## To be done
Print the line that contains "branch and give integer pixel coordinates." and every line after it through the last line of the records below, exactly as written and nothing else.

## Records supplied

⁂

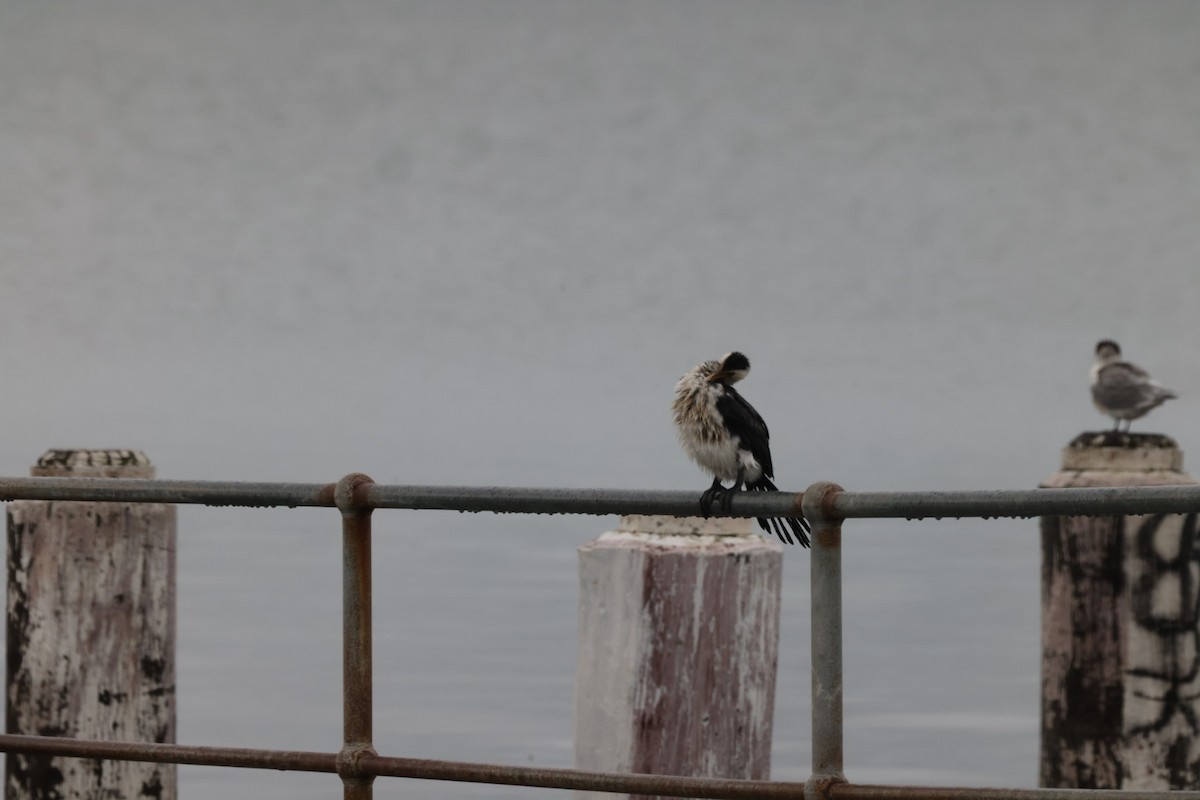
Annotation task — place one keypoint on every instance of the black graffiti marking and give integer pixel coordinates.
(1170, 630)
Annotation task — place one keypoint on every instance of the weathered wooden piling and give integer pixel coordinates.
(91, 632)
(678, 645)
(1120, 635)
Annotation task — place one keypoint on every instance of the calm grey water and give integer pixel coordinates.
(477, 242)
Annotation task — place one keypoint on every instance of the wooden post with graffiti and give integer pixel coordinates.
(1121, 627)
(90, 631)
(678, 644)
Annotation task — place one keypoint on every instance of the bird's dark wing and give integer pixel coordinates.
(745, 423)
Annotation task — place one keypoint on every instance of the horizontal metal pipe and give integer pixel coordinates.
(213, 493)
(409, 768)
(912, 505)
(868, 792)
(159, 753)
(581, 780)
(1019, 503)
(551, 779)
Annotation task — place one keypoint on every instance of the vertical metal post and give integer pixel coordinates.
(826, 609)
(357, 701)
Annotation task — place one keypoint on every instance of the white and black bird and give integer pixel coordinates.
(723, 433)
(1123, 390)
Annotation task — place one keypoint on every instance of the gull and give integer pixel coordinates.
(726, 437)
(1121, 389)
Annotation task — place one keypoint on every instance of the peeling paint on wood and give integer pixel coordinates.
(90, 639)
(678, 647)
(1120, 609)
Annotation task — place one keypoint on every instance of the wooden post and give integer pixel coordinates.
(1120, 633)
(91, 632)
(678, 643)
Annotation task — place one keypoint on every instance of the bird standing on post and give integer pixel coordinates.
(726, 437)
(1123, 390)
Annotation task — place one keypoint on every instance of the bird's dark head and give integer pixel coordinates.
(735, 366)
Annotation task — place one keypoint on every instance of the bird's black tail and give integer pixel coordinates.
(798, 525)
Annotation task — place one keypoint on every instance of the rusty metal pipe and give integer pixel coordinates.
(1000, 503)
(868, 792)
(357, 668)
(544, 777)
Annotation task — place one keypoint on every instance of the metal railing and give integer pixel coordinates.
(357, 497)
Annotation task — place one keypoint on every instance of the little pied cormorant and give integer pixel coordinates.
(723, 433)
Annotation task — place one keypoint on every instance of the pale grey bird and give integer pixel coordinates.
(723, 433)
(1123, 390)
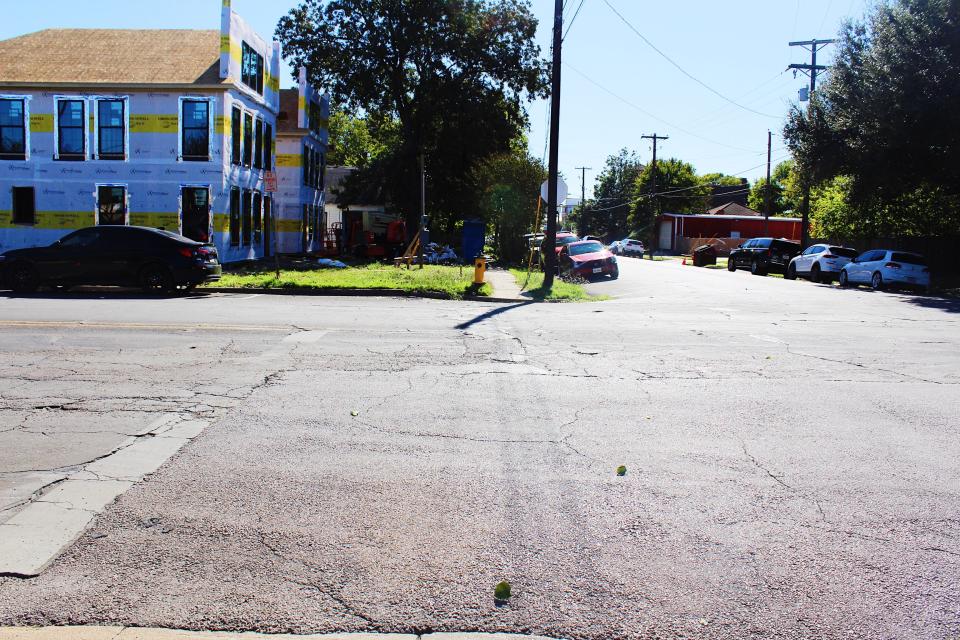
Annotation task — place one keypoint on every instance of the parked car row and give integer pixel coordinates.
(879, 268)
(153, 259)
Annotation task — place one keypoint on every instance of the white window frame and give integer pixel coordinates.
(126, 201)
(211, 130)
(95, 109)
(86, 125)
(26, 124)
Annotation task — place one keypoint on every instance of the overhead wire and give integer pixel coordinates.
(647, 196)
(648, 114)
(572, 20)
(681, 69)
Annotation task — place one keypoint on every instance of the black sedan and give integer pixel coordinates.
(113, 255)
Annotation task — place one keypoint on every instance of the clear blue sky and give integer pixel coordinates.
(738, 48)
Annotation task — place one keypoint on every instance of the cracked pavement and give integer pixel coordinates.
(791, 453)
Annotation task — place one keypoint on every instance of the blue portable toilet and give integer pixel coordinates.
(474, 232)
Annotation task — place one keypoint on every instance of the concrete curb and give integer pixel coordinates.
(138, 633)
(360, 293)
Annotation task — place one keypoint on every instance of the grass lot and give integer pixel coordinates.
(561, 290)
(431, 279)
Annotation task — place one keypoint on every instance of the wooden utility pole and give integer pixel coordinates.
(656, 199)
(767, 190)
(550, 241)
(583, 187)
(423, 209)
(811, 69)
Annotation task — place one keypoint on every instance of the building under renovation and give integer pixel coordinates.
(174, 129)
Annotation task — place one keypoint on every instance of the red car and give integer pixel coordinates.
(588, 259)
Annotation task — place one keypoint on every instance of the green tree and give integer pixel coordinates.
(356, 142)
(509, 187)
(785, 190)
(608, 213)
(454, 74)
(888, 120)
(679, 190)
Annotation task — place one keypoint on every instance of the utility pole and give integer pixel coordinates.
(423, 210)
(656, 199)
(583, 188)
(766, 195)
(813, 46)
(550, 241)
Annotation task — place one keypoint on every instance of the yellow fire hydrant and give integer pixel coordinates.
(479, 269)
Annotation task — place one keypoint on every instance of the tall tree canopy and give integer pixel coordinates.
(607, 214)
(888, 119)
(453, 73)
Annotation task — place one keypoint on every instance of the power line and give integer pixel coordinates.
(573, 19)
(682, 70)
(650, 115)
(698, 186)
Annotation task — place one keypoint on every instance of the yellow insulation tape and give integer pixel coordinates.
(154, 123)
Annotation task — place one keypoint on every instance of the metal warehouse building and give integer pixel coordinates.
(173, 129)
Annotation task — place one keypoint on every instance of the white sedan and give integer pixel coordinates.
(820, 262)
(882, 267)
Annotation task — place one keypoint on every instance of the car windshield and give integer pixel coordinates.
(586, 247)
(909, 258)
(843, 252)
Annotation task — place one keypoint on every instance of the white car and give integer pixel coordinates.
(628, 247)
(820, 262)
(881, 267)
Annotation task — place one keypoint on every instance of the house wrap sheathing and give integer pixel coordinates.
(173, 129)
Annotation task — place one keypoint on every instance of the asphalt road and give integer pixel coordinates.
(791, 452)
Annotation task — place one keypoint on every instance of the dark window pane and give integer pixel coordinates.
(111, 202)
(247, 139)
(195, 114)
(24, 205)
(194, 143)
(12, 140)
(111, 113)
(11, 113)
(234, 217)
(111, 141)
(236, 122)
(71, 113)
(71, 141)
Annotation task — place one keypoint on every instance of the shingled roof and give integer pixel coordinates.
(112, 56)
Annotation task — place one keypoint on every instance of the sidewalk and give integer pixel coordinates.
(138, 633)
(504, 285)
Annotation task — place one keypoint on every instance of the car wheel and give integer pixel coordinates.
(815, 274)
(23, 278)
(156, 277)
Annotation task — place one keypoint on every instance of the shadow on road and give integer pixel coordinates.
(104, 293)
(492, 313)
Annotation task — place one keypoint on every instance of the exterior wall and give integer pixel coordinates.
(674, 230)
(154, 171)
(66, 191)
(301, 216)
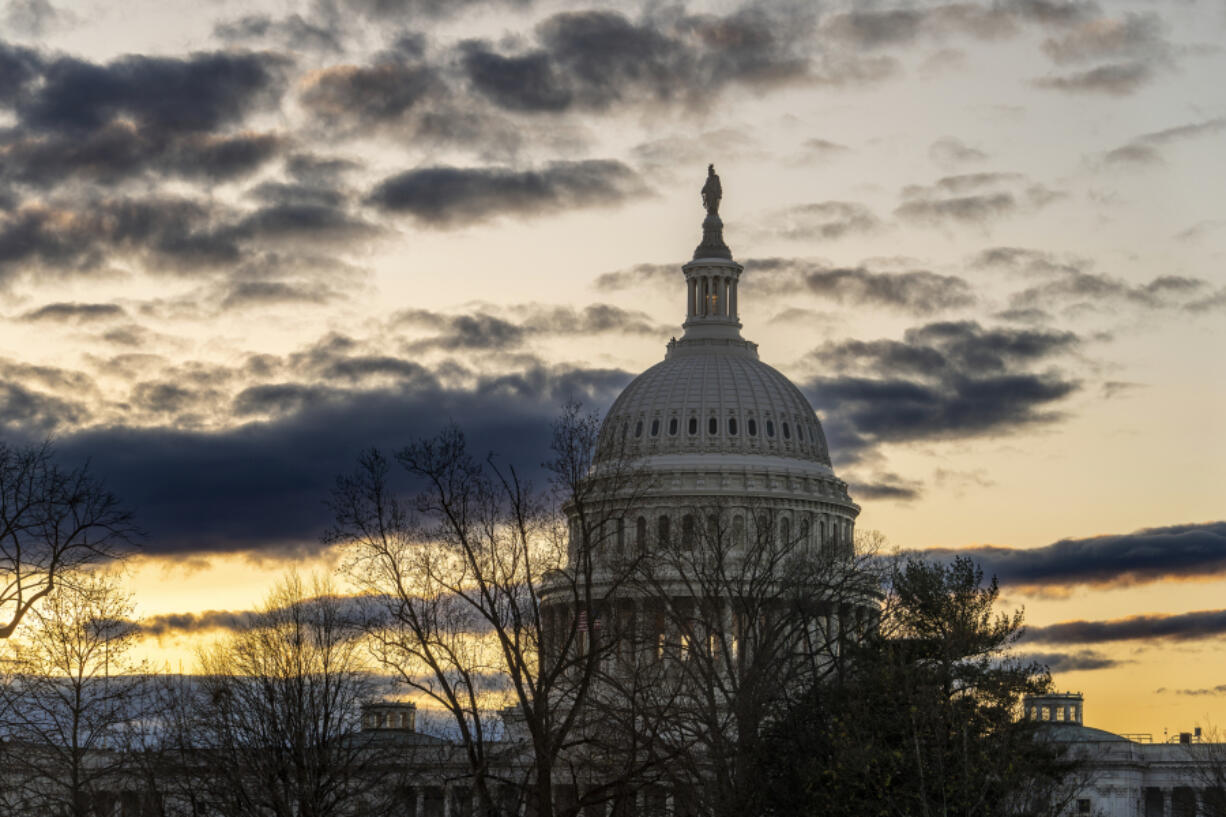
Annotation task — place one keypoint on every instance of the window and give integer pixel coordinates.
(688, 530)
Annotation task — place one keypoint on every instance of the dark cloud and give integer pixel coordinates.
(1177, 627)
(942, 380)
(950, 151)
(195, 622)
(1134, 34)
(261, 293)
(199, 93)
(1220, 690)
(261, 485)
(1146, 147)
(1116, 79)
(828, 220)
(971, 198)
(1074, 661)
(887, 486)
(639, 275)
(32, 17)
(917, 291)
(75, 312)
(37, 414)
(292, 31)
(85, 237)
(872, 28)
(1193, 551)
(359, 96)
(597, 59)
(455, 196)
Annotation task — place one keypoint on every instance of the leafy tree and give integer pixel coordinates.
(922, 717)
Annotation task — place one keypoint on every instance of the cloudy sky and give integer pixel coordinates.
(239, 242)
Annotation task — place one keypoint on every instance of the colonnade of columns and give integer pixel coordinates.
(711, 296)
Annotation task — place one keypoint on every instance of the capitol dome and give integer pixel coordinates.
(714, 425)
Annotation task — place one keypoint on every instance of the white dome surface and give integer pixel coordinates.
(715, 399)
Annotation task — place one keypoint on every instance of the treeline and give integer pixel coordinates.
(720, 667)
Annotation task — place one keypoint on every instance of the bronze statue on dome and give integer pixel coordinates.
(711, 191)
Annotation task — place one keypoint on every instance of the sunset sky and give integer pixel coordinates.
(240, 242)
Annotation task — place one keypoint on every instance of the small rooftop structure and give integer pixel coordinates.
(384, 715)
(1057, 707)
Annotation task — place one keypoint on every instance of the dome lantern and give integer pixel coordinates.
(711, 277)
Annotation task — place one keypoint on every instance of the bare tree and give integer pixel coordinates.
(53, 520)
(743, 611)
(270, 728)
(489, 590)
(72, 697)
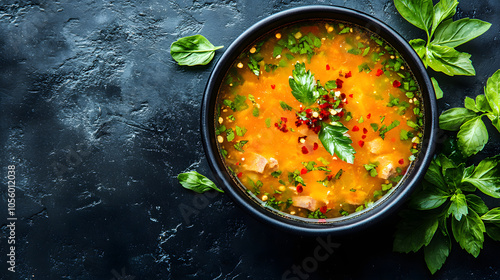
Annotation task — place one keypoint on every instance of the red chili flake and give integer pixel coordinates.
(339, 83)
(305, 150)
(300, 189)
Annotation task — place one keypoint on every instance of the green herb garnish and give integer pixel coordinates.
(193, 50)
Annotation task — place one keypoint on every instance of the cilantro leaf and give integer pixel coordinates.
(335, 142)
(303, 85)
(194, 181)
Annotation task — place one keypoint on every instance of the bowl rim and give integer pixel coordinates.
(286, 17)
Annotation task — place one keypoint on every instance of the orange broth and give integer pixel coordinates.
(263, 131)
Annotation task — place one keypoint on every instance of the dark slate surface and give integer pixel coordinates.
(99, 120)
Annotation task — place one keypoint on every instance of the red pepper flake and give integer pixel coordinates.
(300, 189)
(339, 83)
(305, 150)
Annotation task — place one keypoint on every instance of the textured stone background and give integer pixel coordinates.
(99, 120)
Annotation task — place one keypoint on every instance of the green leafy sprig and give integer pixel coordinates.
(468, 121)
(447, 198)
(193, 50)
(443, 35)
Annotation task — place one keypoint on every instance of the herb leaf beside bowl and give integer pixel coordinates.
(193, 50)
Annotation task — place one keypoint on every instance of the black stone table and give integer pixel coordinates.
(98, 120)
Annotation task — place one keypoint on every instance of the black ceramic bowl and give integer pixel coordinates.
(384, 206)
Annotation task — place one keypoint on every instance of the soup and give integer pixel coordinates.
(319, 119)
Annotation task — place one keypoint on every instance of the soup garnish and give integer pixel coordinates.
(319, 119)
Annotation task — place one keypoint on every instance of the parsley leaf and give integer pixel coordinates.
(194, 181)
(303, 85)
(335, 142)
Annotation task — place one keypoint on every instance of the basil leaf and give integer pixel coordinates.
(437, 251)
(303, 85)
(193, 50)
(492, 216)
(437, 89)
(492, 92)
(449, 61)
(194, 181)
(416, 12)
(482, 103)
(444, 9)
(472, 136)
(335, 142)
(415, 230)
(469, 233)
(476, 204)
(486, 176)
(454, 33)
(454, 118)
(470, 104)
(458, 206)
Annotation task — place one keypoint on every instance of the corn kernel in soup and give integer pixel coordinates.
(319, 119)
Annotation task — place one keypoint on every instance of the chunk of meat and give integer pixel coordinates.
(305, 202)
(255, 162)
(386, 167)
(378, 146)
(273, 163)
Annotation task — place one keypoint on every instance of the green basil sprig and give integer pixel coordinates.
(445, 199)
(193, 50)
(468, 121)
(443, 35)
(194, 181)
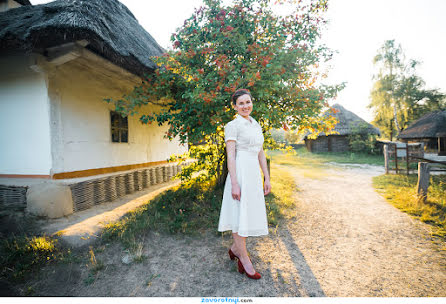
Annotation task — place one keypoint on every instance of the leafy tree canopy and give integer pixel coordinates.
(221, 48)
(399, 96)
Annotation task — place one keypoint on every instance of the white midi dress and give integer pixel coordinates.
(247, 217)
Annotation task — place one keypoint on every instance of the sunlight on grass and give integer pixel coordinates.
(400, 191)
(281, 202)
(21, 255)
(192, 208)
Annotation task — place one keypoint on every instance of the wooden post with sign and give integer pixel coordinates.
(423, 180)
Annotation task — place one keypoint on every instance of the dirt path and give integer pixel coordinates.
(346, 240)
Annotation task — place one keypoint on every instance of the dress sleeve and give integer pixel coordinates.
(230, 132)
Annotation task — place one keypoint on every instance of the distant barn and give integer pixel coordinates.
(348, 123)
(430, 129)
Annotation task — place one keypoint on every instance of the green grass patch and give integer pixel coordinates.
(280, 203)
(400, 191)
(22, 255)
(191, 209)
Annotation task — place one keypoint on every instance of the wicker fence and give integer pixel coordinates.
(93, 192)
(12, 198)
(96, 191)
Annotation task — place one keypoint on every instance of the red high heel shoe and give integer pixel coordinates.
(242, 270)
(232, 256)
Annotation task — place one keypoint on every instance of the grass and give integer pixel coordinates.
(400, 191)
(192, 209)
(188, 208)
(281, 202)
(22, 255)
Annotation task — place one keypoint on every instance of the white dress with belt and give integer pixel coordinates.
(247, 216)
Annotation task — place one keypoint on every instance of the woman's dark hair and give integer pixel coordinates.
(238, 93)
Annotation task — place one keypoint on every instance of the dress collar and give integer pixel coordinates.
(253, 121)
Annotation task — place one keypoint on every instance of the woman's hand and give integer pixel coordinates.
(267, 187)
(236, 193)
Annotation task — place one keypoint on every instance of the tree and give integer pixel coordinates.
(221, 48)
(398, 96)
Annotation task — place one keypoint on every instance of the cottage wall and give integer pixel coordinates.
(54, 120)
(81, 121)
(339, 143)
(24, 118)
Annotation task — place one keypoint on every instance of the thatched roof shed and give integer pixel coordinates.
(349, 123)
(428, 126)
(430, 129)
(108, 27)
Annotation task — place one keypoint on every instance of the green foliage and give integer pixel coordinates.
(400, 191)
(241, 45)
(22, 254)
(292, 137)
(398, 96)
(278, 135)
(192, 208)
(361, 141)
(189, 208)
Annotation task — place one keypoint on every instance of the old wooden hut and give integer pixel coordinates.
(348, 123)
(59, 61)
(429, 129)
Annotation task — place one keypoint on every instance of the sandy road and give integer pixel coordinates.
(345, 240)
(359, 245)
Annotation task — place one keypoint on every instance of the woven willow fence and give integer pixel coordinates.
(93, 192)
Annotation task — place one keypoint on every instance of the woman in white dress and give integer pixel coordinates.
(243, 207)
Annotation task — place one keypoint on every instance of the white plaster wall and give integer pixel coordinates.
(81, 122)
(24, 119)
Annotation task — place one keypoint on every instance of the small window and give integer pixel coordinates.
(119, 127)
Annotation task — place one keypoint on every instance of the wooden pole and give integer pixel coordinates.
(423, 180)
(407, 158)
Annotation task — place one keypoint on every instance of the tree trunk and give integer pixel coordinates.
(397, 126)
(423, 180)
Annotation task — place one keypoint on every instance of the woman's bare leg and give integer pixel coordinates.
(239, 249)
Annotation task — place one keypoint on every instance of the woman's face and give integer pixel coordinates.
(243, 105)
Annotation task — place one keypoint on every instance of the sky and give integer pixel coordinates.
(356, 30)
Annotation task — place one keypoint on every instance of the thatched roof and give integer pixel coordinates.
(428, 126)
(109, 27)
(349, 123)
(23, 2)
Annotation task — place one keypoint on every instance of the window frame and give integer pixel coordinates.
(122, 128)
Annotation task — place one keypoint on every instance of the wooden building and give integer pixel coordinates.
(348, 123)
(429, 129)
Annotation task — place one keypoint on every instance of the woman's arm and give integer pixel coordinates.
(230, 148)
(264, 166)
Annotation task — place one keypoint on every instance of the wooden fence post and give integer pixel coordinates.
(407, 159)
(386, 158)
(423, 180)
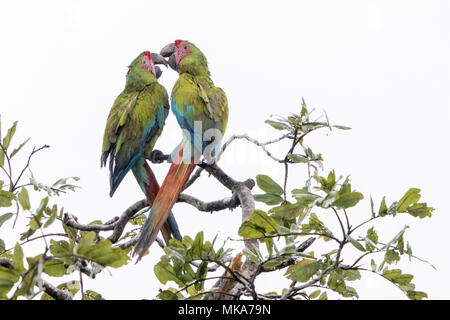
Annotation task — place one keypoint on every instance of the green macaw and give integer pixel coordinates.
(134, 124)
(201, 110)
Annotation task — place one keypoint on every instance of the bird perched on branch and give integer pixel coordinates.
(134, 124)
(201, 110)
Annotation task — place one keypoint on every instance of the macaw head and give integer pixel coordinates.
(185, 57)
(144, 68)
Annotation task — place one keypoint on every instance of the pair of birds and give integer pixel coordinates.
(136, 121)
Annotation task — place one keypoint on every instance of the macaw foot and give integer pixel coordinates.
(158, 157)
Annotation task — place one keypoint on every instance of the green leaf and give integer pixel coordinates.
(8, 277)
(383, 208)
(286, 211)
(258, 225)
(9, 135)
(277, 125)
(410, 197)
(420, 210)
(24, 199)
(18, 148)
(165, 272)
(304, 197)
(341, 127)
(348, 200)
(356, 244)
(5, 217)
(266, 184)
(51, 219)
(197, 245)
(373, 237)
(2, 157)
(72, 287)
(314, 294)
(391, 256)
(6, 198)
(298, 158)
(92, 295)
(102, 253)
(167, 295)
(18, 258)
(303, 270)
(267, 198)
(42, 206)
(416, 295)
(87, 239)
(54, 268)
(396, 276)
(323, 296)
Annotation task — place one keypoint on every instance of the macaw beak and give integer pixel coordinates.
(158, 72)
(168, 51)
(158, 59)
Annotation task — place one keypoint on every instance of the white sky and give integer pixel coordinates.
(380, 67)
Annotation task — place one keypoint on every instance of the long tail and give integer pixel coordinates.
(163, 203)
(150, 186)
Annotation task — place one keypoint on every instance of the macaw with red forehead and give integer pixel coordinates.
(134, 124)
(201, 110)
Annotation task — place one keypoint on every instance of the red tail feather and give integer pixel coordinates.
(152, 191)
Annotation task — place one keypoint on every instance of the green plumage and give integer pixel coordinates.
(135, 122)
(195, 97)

⁂

## Output
Annotation task — place one keypoint on every instance of the bird perched on branch and give integer pixel coordinates.
(134, 124)
(201, 110)
Annotation task — place one keypoint on every instance of the macaw head and give integer pixel coordinates.
(185, 57)
(144, 68)
Annotation task — place one keypoint on every instance of the pair of birds and give integer pixel coordinates.
(136, 121)
Annotation task — place one keypoint on every instance of the macaw foot and give integer pixel coordinates.
(158, 157)
Annotation task — place one keypoint on every instance of the green leaf and give integer pixel coordinates.
(8, 277)
(383, 208)
(286, 211)
(258, 225)
(9, 135)
(277, 125)
(410, 197)
(420, 210)
(24, 199)
(18, 148)
(165, 272)
(304, 197)
(341, 127)
(348, 200)
(356, 244)
(5, 217)
(266, 184)
(51, 219)
(197, 245)
(373, 237)
(2, 157)
(72, 287)
(314, 294)
(391, 256)
(6, 198)
(298, 158)
(92, 295)
(102, 253)
(167, 295)
(18, 258)
(303, 270)
(267, 198)
(42, 206)
(416, 295)
(87, 239)
(54, 268)
(396, 276)
(323, 296)
Annotation task — place one keypoint on every instance of the macaw beak and give integer pixel coordinates.
(158, 72)
(168, 51)
(158, 59)
Annotation task — place one keypoint on every instance of the white sky and give integer pixel coordinates.
(380, 67)
Annotation task — place one keypoint on every instance of the long tail and give integer pixel coordinates.
(163, 203)
(150, 186)
Annotation task — place one keypoint on every instance of the macaw with red forehead and give integer pixel coordinates.
(134, 124)
(201, 110)
Annotation task — place one keypoint on every instance of the red tail feather and give integer pixel coordinates.
(152, 191)
Annotation task — place one keypoint on every instance of the green plumage and give integer pixel coordinates.
(135, 122)
(195, 97)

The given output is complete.